[Excerpt from a dataset]
_____

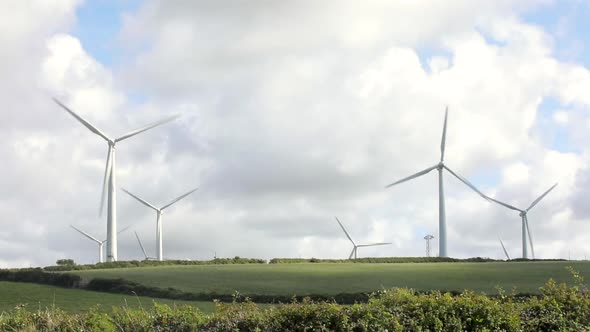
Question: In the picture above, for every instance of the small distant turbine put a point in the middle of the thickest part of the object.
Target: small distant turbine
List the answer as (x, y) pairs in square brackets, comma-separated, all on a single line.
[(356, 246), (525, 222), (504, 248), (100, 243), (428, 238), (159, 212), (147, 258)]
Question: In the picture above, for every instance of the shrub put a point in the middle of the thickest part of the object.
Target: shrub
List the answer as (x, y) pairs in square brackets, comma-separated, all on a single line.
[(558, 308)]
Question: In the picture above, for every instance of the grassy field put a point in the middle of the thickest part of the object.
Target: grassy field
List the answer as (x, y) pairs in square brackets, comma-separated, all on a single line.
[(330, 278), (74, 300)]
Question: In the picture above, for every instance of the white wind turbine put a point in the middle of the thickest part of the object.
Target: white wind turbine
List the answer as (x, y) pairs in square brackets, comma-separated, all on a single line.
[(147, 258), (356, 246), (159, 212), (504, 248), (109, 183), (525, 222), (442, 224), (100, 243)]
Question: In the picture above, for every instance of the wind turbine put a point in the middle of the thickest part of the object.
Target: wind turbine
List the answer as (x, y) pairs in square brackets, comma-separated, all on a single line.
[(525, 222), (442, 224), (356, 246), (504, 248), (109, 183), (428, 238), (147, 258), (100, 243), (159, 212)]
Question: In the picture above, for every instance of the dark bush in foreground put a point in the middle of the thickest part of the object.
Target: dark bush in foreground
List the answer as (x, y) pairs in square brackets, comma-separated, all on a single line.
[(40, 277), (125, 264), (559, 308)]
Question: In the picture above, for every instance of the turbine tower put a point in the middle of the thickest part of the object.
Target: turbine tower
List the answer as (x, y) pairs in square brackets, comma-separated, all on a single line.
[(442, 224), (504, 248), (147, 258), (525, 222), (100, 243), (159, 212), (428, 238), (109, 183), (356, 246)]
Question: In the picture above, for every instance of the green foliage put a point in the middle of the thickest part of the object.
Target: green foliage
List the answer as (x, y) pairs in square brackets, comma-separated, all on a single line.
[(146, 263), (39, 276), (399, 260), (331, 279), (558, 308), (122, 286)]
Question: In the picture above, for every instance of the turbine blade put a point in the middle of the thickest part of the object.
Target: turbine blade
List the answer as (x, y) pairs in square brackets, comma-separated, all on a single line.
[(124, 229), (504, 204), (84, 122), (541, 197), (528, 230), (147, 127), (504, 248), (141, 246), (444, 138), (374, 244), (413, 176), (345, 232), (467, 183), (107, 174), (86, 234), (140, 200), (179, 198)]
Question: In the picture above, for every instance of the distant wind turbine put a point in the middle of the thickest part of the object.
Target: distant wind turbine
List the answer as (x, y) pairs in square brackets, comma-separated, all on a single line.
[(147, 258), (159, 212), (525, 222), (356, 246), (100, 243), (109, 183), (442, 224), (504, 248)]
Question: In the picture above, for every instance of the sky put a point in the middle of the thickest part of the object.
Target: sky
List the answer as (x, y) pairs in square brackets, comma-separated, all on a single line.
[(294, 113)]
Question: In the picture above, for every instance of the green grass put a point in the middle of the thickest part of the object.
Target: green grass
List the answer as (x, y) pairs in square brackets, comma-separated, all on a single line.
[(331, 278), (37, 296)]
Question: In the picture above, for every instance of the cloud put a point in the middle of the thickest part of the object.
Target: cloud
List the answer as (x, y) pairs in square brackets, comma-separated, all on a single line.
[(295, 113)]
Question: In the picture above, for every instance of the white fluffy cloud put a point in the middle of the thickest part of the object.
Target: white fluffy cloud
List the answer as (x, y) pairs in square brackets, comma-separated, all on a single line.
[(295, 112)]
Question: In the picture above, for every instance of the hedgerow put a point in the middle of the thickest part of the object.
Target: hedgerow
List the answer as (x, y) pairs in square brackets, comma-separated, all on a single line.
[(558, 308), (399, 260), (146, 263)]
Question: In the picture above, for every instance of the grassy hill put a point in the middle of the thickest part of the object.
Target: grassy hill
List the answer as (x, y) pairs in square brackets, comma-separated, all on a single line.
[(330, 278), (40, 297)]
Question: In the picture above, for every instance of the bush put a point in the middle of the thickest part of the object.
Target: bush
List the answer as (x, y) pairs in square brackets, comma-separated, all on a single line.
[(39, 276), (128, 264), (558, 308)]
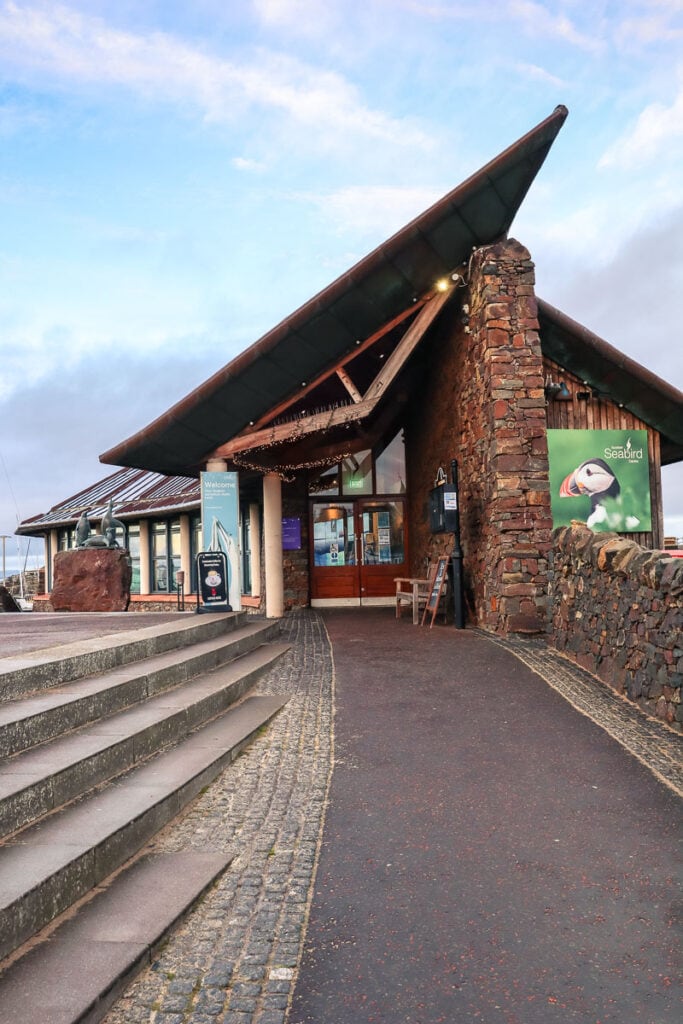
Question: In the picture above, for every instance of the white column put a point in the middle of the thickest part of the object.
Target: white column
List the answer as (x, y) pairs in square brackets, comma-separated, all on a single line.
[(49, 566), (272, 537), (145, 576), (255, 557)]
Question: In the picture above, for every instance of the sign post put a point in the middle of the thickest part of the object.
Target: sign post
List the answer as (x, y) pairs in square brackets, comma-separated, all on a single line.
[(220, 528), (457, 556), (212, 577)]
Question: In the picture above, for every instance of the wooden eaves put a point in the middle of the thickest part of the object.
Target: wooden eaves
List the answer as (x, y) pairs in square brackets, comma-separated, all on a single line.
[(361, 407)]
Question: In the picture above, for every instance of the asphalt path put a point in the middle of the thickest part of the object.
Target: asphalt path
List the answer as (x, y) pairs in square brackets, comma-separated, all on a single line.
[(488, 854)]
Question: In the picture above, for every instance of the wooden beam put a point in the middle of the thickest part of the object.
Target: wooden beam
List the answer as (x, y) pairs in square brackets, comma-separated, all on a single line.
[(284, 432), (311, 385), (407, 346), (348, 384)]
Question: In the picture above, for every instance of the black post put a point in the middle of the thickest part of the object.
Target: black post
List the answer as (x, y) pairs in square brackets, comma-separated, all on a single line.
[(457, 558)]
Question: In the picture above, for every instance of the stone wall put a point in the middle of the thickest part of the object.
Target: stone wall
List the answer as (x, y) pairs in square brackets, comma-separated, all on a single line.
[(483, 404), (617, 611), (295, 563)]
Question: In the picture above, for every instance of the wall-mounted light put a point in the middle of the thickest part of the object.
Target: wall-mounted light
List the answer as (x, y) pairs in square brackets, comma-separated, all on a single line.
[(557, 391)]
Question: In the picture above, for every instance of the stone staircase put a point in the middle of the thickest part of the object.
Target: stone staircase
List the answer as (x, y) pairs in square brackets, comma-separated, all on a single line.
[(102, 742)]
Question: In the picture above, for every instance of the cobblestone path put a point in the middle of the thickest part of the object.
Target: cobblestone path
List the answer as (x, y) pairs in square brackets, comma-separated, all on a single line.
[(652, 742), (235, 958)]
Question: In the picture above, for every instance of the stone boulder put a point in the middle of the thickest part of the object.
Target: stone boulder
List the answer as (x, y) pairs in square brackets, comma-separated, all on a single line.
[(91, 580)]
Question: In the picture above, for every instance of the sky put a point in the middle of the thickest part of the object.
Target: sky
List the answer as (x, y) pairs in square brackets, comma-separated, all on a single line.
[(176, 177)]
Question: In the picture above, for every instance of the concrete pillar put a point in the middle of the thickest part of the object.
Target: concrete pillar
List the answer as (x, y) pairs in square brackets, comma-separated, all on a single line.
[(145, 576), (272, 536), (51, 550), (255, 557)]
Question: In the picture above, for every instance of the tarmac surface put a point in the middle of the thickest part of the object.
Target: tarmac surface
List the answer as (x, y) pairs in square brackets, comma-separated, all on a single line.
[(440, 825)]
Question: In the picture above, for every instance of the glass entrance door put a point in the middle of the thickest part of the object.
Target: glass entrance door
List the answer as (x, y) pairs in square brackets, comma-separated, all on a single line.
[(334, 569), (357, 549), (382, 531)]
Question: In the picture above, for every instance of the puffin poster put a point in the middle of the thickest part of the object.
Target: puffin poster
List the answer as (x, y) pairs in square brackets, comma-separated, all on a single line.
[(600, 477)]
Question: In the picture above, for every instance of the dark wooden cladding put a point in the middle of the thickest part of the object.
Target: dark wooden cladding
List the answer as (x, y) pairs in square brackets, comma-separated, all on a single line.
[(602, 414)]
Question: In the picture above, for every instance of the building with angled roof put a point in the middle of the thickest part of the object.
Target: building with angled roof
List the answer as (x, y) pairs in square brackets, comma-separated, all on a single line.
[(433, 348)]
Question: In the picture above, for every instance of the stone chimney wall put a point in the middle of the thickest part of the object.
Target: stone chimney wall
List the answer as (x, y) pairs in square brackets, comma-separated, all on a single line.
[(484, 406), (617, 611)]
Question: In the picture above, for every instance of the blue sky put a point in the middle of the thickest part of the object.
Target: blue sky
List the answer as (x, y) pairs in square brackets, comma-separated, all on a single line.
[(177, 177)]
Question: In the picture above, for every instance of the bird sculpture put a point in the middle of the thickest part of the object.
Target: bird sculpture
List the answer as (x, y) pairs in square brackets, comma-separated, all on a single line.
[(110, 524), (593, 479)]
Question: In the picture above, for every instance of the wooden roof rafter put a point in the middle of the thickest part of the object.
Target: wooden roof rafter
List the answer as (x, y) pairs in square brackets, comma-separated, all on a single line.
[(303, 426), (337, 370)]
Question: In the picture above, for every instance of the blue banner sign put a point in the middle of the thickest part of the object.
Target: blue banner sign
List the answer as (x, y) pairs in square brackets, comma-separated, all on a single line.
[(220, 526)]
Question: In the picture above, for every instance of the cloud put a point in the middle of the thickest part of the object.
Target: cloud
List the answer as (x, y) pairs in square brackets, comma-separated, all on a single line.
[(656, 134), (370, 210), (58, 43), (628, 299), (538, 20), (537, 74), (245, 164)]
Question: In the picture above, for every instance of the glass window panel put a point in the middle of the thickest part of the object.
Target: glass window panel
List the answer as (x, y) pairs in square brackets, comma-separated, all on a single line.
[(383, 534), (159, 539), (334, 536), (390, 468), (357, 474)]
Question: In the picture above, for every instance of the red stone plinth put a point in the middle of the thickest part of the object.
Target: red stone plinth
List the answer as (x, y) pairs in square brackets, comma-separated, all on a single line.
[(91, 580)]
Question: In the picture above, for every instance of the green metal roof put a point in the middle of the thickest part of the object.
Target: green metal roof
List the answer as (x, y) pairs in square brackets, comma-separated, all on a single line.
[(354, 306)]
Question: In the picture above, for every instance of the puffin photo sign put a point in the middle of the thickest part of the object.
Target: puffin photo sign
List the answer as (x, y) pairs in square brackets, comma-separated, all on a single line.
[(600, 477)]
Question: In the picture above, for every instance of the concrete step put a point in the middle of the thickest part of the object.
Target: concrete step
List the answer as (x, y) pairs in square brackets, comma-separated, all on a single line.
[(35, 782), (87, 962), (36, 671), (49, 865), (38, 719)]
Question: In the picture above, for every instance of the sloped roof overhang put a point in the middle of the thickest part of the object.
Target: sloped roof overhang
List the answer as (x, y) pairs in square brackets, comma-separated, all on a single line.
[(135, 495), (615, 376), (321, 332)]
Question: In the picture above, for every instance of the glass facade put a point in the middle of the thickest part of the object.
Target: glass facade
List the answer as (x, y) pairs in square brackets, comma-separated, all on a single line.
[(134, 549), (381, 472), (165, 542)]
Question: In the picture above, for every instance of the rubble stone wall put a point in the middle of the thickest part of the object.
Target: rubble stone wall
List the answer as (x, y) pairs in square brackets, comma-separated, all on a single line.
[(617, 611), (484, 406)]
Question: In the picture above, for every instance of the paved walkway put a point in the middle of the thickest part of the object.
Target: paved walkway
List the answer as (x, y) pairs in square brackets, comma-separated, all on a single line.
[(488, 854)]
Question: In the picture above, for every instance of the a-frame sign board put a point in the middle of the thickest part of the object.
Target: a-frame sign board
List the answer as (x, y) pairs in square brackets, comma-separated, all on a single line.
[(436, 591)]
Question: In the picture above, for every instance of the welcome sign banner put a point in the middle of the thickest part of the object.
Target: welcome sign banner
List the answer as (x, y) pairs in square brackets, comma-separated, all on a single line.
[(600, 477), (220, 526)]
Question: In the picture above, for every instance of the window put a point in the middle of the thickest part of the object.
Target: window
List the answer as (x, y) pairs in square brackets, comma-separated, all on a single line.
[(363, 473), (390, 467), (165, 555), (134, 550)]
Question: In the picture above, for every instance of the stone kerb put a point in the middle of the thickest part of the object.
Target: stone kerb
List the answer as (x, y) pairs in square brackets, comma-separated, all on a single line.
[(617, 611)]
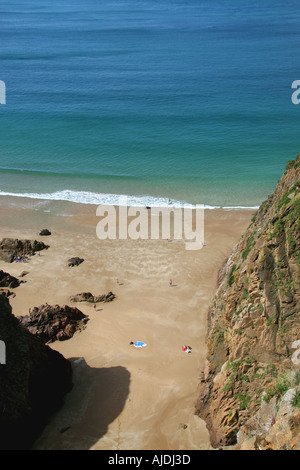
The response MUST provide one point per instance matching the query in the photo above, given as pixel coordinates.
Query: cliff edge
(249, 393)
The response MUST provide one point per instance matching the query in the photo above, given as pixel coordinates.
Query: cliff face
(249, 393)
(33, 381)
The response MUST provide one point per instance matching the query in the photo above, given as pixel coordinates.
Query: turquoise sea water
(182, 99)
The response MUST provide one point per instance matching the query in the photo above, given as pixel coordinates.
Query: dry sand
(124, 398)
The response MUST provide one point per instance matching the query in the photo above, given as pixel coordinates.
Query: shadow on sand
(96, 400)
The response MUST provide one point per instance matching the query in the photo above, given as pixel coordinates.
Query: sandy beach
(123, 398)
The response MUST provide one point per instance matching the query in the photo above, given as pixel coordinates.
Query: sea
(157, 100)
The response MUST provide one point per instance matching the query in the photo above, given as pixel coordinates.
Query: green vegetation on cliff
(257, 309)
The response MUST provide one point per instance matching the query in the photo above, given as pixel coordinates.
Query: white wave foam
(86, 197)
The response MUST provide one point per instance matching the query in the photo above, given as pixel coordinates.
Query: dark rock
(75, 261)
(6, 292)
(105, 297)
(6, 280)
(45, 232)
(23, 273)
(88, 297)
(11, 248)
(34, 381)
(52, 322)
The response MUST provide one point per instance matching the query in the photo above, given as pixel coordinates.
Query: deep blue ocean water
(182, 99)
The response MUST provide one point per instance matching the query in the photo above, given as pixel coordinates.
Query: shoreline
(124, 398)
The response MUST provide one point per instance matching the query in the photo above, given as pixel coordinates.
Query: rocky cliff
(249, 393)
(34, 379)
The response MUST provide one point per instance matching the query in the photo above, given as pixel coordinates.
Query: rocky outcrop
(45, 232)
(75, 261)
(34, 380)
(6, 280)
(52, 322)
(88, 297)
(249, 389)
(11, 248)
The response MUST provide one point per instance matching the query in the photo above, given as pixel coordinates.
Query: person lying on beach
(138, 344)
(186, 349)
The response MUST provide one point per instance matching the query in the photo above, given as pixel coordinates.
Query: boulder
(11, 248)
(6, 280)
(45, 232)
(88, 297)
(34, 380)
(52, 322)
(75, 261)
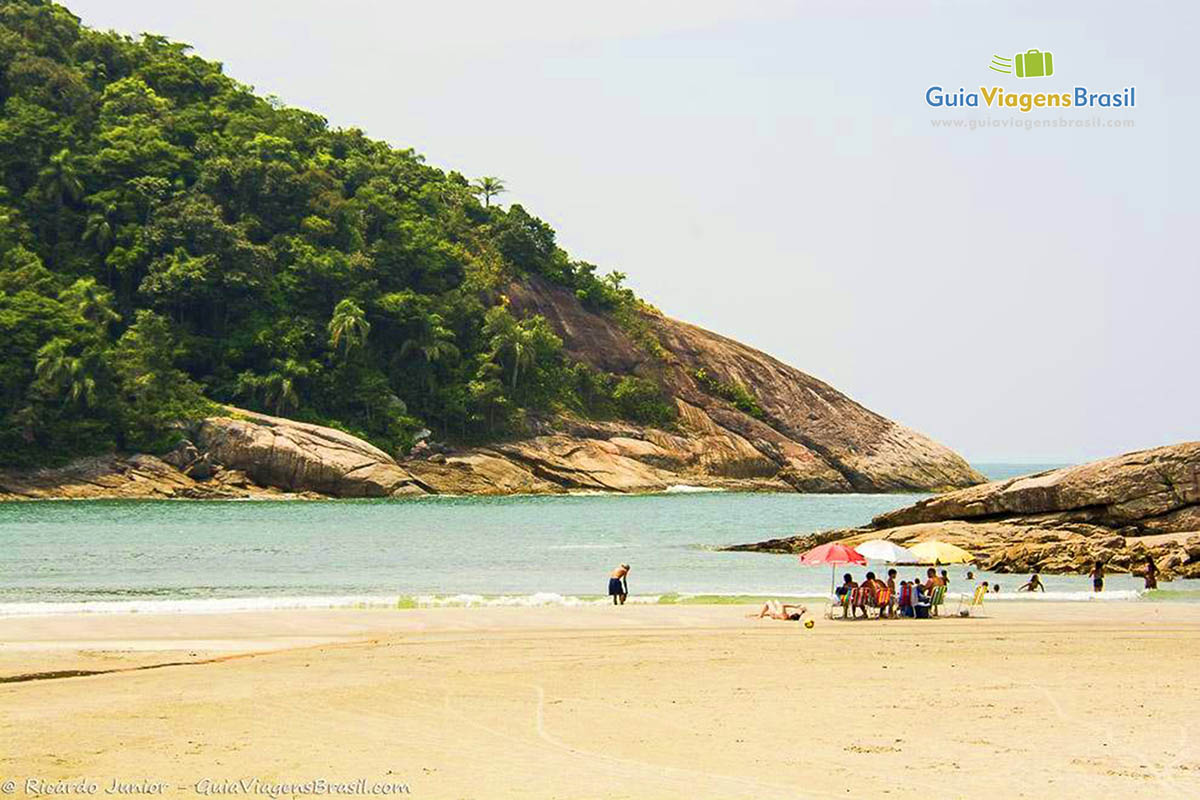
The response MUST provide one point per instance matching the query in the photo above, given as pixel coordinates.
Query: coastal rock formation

_____

*TASK STATEMENT:* Could you quote the lines of the records from the one containing "of the a-frame" through the one containing "[(363, 473), (390, 467), (165, 555), (134, 550)]", both included, word for word?

*TASK SOLUTION:*
Question: In the picture above, for every instance of the a-frame sign board put a point in the middle of the thickest part of the object.
Target: a-frame sign board
List the answer as (x, y) pairs in square brackets, comma-separated, all on a single line.
[(436, 591)]
Question: In the picture above, for every instance of the welcome sign banner put a point in the middle of the thickest part of the object.
Target: welcome sign banner
List the answer as (x, y) pairs in square brackets, comma-separated, all on a single line.
[(600, 477), (220, 526)]
Question: In the picture above, for every instance of the window put a point in the middle of the thickest part of the object.
Target: window
List the answer as (x, y) pairs in square brackets, comma-separated, all on a single line.
[(363, 473), (390, 467), (165, 555), (134, 550)]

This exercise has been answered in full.